WHAT IS REQUIRED
Where a line holds the word "football", count it, then give only the total for the entries below.

GIVEN DATA
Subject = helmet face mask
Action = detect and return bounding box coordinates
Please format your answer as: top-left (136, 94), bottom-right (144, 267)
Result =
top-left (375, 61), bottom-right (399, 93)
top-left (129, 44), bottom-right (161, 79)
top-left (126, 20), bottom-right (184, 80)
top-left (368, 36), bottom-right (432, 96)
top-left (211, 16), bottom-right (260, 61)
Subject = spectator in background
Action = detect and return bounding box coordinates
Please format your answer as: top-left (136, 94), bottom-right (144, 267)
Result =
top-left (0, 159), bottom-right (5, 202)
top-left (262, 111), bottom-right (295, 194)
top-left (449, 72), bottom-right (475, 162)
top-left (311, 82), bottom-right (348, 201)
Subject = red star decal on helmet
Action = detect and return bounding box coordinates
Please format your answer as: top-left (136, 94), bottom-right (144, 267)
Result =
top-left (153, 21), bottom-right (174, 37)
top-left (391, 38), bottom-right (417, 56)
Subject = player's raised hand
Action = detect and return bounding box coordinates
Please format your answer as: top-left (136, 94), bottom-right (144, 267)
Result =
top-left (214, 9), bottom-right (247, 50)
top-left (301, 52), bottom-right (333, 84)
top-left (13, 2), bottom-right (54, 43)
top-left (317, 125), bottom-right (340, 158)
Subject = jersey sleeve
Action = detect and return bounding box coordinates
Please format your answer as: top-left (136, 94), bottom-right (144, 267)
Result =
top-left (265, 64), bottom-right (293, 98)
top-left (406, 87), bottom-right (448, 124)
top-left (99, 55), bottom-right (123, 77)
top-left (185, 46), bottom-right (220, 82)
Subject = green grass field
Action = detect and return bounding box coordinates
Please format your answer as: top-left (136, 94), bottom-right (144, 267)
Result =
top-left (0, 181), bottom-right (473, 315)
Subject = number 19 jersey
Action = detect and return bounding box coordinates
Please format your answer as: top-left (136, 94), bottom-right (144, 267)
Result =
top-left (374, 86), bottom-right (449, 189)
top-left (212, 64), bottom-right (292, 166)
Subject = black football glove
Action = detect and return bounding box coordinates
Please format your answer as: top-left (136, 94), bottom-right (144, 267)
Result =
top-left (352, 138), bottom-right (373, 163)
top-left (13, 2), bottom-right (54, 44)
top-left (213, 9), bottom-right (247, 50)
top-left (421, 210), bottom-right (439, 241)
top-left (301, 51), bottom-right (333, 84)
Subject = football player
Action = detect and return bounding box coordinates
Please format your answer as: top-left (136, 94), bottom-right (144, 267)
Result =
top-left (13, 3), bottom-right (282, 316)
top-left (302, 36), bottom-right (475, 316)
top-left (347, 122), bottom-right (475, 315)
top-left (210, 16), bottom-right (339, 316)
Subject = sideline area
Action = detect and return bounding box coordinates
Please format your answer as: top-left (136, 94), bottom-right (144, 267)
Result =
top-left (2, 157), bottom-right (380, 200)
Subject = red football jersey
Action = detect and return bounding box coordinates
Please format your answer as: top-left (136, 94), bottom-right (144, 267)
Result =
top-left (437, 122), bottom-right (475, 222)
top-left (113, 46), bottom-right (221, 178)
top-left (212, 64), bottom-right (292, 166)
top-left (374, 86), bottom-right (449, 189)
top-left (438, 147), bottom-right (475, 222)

RESPONSE FOR THIS EXERCISE
3